### DOCUMENT SEGMENT:
--- start ---
Published On: Dec 07 2011 10:34:44 AM CST
Updated On: Jan 08 2013 08:45:28 AM CST
football close-up laces

A lot of things have changed since the first Super Bowl was played back in January 1967. Pictured is Bart Starr, quarterback of the Green Packers, winners of the first Big Game.

Eight new teams have been added to the NFL since then, and some of the cities teams play in have changed (for example, the Oakland Raiders moved to Los Angeles, then back to Oakland).

If you wanted to get into the first Super Bowl, you could probably get tickets for less than $10.

Flash forward more than 40 years, and you'll find that the cheapest tickets to recent Super Bowls have face values of closer to $700. Actual prices paid for tickets can be thousands of dollars.

Of course, if you'd been buying a ticket to the first Super Bowl, no one would have known what you were talking about. The first Super Bowl was actually called the "AFL-NFL World Championship Game" and was played between the winner of the AFL and NFL -- two competing football leagues.

The game as it exists today (since 1970, actually) is the championship of the NFL, which is made up of the AFC and NFC (American Football Conference and National Football Conference).
--- end ---
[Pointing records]
--- start ---
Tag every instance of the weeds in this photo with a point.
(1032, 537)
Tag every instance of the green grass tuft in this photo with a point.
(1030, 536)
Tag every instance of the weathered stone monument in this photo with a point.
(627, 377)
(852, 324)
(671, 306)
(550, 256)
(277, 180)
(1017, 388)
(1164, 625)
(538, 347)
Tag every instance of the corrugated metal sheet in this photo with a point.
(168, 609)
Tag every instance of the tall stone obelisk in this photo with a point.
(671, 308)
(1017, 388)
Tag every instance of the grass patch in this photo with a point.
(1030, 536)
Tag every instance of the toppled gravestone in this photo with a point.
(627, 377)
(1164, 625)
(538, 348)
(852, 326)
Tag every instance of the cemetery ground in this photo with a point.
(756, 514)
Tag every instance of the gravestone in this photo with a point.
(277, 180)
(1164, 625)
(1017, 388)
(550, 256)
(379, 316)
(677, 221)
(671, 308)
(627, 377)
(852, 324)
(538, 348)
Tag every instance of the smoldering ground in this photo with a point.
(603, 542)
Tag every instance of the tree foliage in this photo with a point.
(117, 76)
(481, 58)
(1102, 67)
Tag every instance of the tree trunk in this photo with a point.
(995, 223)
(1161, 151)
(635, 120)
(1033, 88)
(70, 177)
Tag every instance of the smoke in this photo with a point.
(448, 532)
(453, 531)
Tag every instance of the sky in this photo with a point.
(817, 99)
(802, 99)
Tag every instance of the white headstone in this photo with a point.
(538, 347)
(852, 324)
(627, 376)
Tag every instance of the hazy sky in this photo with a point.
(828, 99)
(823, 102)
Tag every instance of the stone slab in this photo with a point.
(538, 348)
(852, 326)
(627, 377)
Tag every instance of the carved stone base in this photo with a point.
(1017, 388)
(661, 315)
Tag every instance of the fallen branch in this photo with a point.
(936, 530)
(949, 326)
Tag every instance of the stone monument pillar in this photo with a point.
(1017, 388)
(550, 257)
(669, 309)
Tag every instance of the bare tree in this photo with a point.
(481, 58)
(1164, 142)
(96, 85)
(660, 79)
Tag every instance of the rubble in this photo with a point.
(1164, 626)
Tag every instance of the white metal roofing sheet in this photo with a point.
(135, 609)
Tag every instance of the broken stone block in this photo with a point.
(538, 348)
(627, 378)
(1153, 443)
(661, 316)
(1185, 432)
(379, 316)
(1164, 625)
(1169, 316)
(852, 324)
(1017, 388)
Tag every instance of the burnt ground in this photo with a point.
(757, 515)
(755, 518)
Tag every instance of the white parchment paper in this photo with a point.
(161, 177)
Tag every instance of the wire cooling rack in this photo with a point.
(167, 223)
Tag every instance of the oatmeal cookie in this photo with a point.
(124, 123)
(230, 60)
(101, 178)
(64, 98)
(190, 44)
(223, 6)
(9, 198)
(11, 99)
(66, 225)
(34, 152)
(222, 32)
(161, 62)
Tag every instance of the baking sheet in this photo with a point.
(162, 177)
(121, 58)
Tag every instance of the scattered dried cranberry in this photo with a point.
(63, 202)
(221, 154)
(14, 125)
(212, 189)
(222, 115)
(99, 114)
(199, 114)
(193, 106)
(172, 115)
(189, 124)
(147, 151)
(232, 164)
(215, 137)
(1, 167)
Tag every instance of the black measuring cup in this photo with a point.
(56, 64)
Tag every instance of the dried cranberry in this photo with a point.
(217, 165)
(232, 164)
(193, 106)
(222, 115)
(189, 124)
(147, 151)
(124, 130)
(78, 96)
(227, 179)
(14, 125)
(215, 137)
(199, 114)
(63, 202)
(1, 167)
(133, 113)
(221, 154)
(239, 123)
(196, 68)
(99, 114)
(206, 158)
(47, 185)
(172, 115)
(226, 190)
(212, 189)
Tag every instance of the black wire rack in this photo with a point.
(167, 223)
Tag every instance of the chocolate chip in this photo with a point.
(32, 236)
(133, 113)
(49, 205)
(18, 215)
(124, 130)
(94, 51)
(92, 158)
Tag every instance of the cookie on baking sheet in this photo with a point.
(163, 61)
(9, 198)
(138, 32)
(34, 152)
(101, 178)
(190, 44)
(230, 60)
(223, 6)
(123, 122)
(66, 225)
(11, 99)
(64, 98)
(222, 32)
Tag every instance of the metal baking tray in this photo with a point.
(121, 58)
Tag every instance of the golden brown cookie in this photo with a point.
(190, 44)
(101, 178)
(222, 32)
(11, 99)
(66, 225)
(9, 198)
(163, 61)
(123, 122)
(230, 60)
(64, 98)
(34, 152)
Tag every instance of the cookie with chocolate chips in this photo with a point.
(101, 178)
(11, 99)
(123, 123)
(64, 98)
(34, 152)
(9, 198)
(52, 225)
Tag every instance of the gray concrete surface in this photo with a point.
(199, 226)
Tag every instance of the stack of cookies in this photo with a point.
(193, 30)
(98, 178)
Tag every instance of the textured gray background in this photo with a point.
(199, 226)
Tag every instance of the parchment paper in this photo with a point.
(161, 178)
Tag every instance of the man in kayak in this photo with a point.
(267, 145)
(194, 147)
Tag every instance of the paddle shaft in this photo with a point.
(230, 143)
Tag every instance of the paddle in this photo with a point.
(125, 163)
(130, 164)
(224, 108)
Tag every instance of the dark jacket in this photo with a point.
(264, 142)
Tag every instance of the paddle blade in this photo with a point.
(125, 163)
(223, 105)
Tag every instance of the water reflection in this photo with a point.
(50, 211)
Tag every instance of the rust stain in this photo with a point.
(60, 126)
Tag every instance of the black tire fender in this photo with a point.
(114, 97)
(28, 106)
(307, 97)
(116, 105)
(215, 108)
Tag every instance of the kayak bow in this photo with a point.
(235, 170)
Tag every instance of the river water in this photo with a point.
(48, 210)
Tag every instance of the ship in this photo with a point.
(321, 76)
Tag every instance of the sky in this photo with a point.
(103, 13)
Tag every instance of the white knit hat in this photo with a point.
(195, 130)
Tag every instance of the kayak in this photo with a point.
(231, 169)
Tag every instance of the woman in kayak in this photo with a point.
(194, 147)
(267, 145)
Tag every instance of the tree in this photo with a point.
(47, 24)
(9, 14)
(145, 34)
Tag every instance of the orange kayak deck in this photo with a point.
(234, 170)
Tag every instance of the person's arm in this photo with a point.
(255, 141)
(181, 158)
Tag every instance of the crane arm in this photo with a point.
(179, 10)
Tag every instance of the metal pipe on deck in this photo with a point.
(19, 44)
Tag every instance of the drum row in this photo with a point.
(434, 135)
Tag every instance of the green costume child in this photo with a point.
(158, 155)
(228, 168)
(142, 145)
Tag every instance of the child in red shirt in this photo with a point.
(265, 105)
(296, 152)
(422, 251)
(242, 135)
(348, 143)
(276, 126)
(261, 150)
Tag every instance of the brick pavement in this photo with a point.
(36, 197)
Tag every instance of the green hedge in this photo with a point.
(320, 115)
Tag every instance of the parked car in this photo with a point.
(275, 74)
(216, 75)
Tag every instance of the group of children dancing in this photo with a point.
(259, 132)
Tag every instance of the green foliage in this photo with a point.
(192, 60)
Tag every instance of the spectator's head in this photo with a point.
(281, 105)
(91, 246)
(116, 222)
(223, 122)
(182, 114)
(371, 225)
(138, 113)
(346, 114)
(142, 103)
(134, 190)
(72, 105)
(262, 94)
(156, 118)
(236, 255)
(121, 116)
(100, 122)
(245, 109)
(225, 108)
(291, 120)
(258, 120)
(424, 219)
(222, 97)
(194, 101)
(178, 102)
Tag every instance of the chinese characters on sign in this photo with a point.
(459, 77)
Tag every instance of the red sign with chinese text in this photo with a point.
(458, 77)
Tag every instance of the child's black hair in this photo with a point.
--- end ---
### WHAT IS EXPECTED:
Copy everything in the Super Bowl article from "If you wanted" down to "National Football Conference).".

### SOLUTION TO THIS EXERCISE:
If you wanted to get into the first Super Bowl, you could probably get tickets for less than $10.

Flash forward more than 40 years, and you'll find that the cheapest tickets to recent Super Bowls have face values of closer to $700. Actual prices paid for tickets can be thousands of dollars.

Of course, if you'd been buying a ticket to the first Super Bowl, no one would have known what you were talking about. The first Super Bowl was actually called the "AFL-NFL World Championship Game" and was played between the winner of the AFL and NFL -- two competing football leagues.

The game as it exists today (since 1970, actually) is the championship of the NFL, which is made up of the AFC and NFC (American Football Conference and National Football Conference).